Tasks to perform –
1. Reproduce everything in the diagnostic test example from "Our evidence (E)" down to "our prior probability.".
2. In the diagnostic test example, what is the sensitivity of mammograms for a 40-year-old woman?

Passage shown –
▼
A worked example (diagnostic test)#

“Suppose you take a medical test and it comes back positive. How likely is it that you have the disease?”

Our evidence (E) is a positive test. Our hypothesis (H) is that we have the disease.

P(test|disease) is the sensitivity of the test, and is the likeihood or forward probability in Bayes. It is the same as P(E|H).
What we care about is the inverse probability to sensitivity - what is the probability of having the disease if the test is positive: P(disease|test) or P(H|E).

Let’s consider a 40-year old woman:

The probability of getting breast cancer in a year is about 1 in 700. That is our prior probability.
The sensitivity of mammograms for a 40-year woman is 73 percent.
The false positive rate (1 - sensitivity) for a 40-year woman is about 12 percent.
▲
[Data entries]
▼
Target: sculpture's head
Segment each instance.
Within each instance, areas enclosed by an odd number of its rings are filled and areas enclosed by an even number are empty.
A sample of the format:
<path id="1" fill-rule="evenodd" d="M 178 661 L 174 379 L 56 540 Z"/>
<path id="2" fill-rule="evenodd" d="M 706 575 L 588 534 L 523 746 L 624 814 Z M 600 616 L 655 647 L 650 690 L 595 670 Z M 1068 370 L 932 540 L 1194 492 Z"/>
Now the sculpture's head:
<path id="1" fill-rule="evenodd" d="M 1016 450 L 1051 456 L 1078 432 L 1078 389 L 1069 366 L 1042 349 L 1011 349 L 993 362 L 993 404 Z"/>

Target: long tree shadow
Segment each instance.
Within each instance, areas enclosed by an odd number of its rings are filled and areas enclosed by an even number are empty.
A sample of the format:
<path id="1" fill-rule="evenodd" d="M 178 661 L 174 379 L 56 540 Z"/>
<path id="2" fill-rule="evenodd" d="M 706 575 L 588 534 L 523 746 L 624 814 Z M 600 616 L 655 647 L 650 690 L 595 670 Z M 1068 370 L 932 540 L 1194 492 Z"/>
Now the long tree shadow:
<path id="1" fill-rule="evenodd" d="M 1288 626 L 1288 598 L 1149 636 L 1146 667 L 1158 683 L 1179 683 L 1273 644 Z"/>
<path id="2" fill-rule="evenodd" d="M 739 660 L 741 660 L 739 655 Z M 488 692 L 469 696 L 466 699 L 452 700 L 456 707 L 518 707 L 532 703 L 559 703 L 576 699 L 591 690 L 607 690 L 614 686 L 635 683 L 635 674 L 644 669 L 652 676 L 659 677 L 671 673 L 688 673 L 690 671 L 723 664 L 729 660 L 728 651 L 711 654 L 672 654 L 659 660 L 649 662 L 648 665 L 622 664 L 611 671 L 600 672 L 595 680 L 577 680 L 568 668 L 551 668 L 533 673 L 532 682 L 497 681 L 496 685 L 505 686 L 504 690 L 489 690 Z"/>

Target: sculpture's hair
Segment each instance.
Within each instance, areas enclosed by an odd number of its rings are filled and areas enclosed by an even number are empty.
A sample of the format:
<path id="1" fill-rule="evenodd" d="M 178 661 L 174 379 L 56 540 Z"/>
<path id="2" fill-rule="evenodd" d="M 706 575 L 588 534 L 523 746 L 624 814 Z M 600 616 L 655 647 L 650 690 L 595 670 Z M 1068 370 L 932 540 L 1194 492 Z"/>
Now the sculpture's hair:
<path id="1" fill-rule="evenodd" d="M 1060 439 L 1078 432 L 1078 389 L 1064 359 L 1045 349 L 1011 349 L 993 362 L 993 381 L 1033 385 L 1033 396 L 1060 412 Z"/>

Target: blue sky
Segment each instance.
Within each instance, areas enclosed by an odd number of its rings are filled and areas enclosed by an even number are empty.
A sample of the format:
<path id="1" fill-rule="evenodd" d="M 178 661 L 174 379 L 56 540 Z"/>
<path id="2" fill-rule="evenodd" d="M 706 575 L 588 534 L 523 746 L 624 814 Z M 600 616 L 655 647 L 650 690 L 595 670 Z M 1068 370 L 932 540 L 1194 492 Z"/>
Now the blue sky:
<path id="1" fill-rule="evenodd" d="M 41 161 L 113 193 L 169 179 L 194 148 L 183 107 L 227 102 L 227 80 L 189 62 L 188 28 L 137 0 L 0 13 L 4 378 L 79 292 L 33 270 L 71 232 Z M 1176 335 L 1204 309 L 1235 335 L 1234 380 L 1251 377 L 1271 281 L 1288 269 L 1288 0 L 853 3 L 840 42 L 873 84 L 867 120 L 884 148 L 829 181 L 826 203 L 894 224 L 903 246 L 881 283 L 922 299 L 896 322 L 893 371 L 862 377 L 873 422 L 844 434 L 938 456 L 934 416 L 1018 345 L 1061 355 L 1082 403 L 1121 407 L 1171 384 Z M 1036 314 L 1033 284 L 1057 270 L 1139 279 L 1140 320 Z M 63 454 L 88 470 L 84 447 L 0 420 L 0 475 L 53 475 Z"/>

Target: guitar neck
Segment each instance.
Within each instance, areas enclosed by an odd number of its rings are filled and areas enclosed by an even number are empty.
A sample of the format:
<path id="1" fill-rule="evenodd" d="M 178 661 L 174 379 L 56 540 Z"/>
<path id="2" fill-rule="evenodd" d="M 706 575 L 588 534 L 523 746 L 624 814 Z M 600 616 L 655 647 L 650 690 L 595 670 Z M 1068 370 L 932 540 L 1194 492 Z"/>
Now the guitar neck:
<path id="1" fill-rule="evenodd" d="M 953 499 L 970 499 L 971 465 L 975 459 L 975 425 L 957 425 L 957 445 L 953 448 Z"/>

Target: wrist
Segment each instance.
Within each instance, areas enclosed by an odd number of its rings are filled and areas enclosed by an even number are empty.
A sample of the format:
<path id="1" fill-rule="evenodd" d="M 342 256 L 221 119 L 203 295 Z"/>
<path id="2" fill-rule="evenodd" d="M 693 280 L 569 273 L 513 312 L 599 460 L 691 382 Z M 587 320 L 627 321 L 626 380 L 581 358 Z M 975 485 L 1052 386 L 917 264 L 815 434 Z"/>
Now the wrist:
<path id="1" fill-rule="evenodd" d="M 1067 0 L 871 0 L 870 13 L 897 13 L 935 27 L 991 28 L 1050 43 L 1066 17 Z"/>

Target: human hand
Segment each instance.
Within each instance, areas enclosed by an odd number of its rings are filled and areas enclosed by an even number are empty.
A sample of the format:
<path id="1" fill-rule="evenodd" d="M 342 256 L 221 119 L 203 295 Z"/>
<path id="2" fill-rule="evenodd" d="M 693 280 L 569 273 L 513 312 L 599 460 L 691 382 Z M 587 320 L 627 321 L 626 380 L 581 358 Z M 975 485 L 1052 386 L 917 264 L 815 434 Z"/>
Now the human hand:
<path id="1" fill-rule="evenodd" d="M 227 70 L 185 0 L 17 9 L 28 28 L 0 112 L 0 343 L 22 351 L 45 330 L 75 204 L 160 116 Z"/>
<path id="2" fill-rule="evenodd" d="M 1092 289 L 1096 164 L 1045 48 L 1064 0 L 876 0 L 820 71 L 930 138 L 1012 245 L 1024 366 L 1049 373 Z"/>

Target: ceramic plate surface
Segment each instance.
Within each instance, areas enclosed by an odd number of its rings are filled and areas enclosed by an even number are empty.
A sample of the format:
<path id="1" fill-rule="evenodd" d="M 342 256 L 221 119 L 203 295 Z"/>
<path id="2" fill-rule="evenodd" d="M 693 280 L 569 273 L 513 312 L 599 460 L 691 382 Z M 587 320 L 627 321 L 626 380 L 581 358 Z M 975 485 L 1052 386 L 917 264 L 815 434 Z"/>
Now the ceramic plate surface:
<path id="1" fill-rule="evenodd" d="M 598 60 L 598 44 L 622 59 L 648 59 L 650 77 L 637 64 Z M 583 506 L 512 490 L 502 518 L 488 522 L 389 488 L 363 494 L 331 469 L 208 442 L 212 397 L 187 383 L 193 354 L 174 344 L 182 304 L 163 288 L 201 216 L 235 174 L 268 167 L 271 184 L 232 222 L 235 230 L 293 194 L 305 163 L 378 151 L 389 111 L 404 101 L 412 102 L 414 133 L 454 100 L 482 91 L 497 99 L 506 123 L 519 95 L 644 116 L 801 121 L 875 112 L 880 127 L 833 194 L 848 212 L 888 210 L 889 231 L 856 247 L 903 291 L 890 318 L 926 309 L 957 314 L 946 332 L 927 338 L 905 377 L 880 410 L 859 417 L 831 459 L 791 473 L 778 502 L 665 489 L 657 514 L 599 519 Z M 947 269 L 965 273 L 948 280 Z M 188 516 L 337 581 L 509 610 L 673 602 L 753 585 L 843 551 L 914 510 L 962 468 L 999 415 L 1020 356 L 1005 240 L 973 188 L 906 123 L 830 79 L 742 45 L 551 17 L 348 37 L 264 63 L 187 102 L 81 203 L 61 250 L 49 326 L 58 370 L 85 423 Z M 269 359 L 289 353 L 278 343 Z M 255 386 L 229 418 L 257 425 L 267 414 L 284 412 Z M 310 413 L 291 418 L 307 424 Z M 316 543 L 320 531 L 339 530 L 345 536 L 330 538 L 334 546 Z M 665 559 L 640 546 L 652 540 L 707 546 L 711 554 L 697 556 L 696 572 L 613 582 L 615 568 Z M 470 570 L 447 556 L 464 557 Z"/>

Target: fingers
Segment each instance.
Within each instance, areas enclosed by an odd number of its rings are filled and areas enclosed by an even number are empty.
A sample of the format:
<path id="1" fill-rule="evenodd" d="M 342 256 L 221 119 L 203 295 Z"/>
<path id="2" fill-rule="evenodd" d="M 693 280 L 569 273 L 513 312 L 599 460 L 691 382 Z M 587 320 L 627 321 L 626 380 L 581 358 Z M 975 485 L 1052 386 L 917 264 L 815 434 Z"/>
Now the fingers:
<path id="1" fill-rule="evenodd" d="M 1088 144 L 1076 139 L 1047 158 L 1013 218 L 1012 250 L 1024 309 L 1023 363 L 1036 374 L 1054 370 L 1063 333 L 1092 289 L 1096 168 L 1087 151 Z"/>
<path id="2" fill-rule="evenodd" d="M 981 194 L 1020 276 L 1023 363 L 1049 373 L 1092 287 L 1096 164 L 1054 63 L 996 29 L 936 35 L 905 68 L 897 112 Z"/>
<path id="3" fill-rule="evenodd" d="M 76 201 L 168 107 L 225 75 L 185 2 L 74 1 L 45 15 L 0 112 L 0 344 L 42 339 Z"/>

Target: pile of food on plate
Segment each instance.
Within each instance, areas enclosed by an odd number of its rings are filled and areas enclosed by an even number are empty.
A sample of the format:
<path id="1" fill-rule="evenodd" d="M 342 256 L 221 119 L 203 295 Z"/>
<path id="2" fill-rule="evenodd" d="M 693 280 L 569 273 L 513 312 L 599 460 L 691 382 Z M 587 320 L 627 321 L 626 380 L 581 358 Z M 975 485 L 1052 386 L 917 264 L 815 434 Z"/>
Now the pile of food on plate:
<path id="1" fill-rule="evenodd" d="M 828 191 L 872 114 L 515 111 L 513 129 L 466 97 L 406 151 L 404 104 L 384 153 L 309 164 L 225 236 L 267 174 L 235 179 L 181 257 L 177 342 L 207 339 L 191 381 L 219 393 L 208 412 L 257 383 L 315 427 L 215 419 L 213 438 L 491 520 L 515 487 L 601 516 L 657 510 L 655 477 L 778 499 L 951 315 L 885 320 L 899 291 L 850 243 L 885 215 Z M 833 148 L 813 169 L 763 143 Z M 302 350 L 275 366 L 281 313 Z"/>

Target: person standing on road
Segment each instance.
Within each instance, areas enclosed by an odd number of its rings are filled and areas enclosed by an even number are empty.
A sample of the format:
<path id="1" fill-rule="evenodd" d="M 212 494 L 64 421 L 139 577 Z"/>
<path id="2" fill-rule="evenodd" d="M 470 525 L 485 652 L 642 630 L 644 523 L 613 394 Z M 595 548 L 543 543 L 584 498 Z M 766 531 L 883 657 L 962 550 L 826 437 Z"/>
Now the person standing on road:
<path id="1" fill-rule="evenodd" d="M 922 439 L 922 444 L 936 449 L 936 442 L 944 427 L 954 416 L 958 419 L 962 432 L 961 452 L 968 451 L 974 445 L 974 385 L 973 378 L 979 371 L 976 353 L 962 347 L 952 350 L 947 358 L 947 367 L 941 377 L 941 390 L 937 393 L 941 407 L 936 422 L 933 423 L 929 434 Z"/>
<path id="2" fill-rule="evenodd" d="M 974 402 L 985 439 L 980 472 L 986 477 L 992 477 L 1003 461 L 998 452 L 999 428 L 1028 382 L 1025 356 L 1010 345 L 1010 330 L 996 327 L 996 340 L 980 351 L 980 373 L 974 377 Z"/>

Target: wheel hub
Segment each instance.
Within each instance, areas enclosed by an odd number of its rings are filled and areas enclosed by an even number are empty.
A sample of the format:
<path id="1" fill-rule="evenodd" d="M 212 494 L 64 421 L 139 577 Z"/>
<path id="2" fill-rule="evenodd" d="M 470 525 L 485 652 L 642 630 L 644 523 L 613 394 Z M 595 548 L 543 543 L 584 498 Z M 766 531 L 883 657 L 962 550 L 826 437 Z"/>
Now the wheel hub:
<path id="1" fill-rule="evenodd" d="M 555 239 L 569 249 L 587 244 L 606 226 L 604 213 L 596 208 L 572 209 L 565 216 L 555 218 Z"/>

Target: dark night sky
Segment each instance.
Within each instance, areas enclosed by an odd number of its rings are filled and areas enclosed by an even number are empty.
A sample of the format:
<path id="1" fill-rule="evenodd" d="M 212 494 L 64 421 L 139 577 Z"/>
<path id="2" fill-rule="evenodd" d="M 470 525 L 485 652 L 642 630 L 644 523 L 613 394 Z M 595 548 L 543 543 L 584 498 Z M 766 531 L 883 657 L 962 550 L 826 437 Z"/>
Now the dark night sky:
▲
Answer list –
1.
Our evidence (E) is a positive test. Our hypothesis (H) is that we have the disease.

P(test|disease) is the sensitivity of the test, and is the likeihood or forward probability in Bayes. It is the same as P(E|H).
What we care about is the inverse probability to sensitivity - what is the probability of having the disease if the test is positive: P(disease|test) or P(H|E).

Let’s consider a 40-year old woman:

The probability of getting breast cancer in a year is about 1 in 700. That is our prior probability.

2. 73 percent.